*What the exercise asks*.
Rewrite every one of the entries below as a Markdown table with two columns, "Index" for the row number and "Content" for the line, skipping blank lines. Leave the pictures out of the answer.

***

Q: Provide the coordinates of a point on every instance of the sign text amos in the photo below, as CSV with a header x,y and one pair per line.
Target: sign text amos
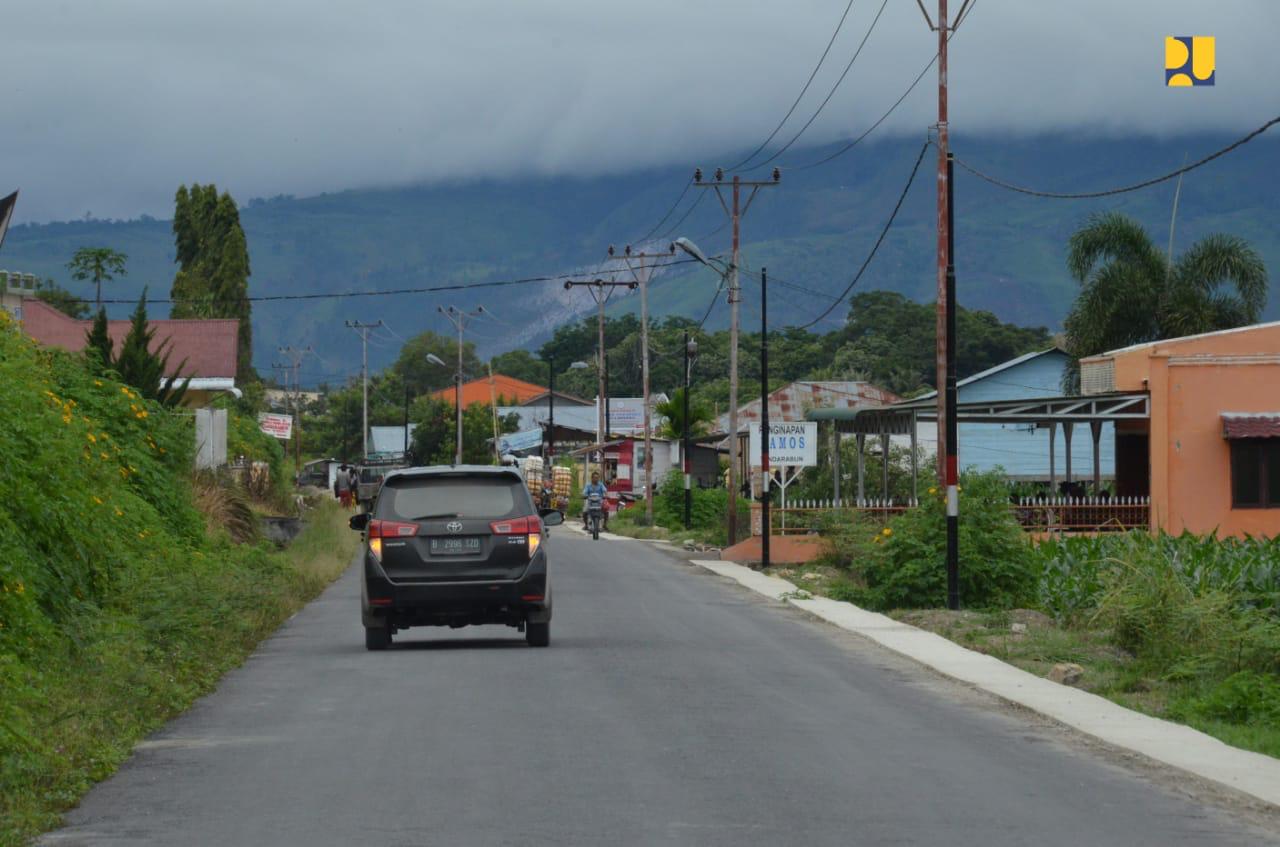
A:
x,y
275,425
790,444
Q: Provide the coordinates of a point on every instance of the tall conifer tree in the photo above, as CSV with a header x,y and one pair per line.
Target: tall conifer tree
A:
x,y
213,264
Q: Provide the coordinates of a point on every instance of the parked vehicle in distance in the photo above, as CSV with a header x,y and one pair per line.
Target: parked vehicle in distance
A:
x,y
455,545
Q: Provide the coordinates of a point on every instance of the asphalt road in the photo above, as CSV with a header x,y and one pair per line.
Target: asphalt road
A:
x,y
672,708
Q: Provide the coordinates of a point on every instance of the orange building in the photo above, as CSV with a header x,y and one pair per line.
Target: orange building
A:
x,y
1210,452
507,390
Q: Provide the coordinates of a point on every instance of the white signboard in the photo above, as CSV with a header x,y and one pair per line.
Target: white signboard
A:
x,y
278,425
790,444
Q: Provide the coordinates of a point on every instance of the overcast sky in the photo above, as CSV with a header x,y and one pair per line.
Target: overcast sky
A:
x,y
108,105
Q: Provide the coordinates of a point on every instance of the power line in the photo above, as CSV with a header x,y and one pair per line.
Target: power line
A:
x,y
878,241
830,94
799,96
1123,189
388,292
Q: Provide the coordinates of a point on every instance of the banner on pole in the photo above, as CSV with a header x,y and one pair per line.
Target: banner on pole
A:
x,y
275,425
790,444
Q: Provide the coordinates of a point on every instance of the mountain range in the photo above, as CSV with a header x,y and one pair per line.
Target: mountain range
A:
x,y
812,232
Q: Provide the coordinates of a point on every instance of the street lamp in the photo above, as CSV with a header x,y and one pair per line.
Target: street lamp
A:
x,y
690,351
457,403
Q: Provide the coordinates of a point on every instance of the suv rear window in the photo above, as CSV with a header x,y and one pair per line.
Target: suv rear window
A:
x,y
414,499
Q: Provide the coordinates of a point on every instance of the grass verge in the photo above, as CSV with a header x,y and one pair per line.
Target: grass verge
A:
x,y
80,701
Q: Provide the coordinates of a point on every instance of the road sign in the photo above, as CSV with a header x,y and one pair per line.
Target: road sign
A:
x,y
790,444
277,425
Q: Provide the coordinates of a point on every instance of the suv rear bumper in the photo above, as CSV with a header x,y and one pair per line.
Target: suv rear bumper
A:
x,y
417,604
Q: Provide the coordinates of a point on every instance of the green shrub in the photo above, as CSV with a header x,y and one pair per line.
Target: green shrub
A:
x,y
908,566
1244,697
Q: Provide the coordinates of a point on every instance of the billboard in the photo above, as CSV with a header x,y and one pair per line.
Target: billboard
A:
x,y
277,425
790,444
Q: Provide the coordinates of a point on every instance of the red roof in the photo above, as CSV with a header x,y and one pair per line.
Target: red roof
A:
x,y
208,346
1251,425
503,387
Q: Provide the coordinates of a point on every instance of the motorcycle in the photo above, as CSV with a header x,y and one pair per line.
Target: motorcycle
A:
x,y
594,513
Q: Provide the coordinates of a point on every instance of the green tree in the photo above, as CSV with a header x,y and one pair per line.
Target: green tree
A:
x,y
97,342
1130,292
145,369
213,265
62,300
700,417
424,376
97,265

***

*Response*.
| Index | Content |
|---|---|
| 1 | Q: Provide the coordinates of a point on every instance of the sign text amos in the photo below, as CSV with a header x,y and one pair per line. |
| 2 | Target: sign text amos |
| 3 | A: |
| 4 | x,y |
| 5 | 275,425 |
| 6 | 790,444 |
| 7 | Q: Provide the coordinates of a point on every instance of the tall conifer tree in the photo above, as CSV with a header x,y and one pair per line. |
| 8 | Target: tall conifer tree |
| 9 | A: |
| 10 | x,y |
| 11 | 213,264 |
| 12 | Q: Provide the coordinates of a point on every instance of the parked vehicle in distance in the photo above, as CSV with a header x,y and one pair per line. |
| 13 | Target: parked vehicle in distance |
| 14 | A: |
| 15 | x,y |
| 16 | 455,545 |
| 17 | Q: Provide the coordinates of a point on every instance of the asphalt road in the photo above, as CSV with a header x,y and one pair per line. |
| 18 | Target: asphalt road |
| 19 | A: |
| 20 | x,y |
| 21 | 672,708 |
| 22 | Q: Provide the coordinates of a point on every instance of the orange building in the photo above, as CSV with a header x,y and one pair per line. |
| 23 | Target: orange building |
| 24 | A: |
| 25 | x,y |
| 26 | 1210,452 |
| 27 | 507,390 |
| 28 | Q: Provide the coordinates of a point on every instance of the white signboard in the photo above, as CSV with a header x,y and one pair per line. |
| 29 | Target: white signboard |
| 30 | A: |
| 31 | x,y |
| 32 | 278,425 |
| 33 | 790,444 |
| 34 | Q: Provide the coordinates of a point on every instance of the overcast sky in the photo above, as CSV with a header x,y and one pair per line. |
| 35 | Target: overcast sky |
| 36 | A: |
| 37 | x,y |
| 38 | 108,105 |
| 39 | Q: Provide the coordinates of a point on every instance of the power line in the photo above, as CSV with a header x,y and one pair per line. |
| 40 | Target: power line |
| 41 | A: |
| 42 | x,y |
| 43 | 878,241 |
| 44 | 830,94 |
| 45 | 799,96 |
| 46 | 1123,189 |
| 47 | 388,292 |
| 48 | Q: Provide the coordinates of a point on every instance of the banner on pole in the photo above, as CSV with a header x,y and one pair per line. |
| 49 | Target: banner on pole |
| 50 | A: |
| 51 | x,y |
| 52 | 275,425 |
| 53 | 790,444 |
| 54 | Q: Provide the coordinates of a point on every instance of the mountain range in the photo above, as CSV with a header x,y and one pair per line. |
| 55 | Target: mountain range |
| 56 | A: |
| 57 | x,y |
| 58 | 812,232 |
| 59 | Q: Provide the coordinates of a point on every instance of the street lamp in the photo above, as CSV with a header x,y and one pair per line. |
| 60 | Target: street lamp |
| 61 | A: |
| 62 | x,y |
| 63 | 690,351 |
| 64 | 457,403 |
| 65 | Q: Provide the coordinates of a point on every instance of the suv rear window in the photo above, as CSV with a header x,y and one pair per line. |
| 66 | Target: suv rear window |
| 67 | A: |
| 68 | x,y |
| 69 | 414,499 |
| 70 | Q: Provide the coordinates of a point on every instance of the grass verge in the photo above, as CSV with a header x,y and one pair per line. |
| 71 | Target: grass verge |
| 72 | A: |
| 73 | x,y |
| 74 | 80,701 |
| 75 | Q: Provide the coordinates of a point on every instance of the road sign in the photo above, as CSV with a header x,y and one pair per line. |
| 76 | Target: road sign |
| 77 | A: |
| 78 | x,y |
| 79 | 790,444 |
| 80 | 277,425 |
| 81 | Q: Provide the coordinates of a point on every instance of the suv rear bumper in the photo above, as CSV with a header x,y and one pair per line. |
| 82 | Target: suv rear bumper |
| 83 | A: |
| 84 | x,y |
| 85 | 417,604 |
| 86 | Q: Provide the coordinates of a point on every instance of the green shrub in the photo above, as CSV with a header x,y and one pair per line. |
| 87 | Target: green shrub |
| 88 | A: |
| 89 | x,y |
| 90 | 908,566 |
| 91 | 1244,697 |
| 92 | Q: Provide the coordinates of a point on every instance of the billboard in the photo above, as CSV with a header x,y and one pair per line. |
| 93 | Target: billboard |
| 94 | A: |
| 95 | x,y |
| 96 | 277,425 |
| 97 | 790,444 |
| 98 | Q: Provide the coordinates of a point on every instance of the red roof in the photo above, as CSV with a header x,y and one pair per line. |
| 99 | Target: red roof |
| 100 | A: |
| 101 | x,y |
| 102 | 208,346 |
| 103 | 1251,425 |
| 104 | 503,387 |
| 105 | Q: Provide the coordinates of a point on every instance of the motorcycle in the photo above, as CSV with a header x,y and one pair per line. |
| 106 | Target: motorcycle |
| 107 | A: |
| 108 | x,y |
| 109 | 594,513 |
| 110 | Q: Provide the coordinates of a point on every instance of the green tree in the photo above, as CSV with a header x,y and one pair per line. |
| 111 | Target: green tree |
| 112 | A: |
| 113 | x,y |
| 114 | 97,342 |
| 115 | 1130,292 |
| 116 | 145,369 |
| 117 | 213,265 |
| 118 | 62,300 |
| 119 | 700,417 |
| 120 | 424,376 |
| 121 | 97,265 |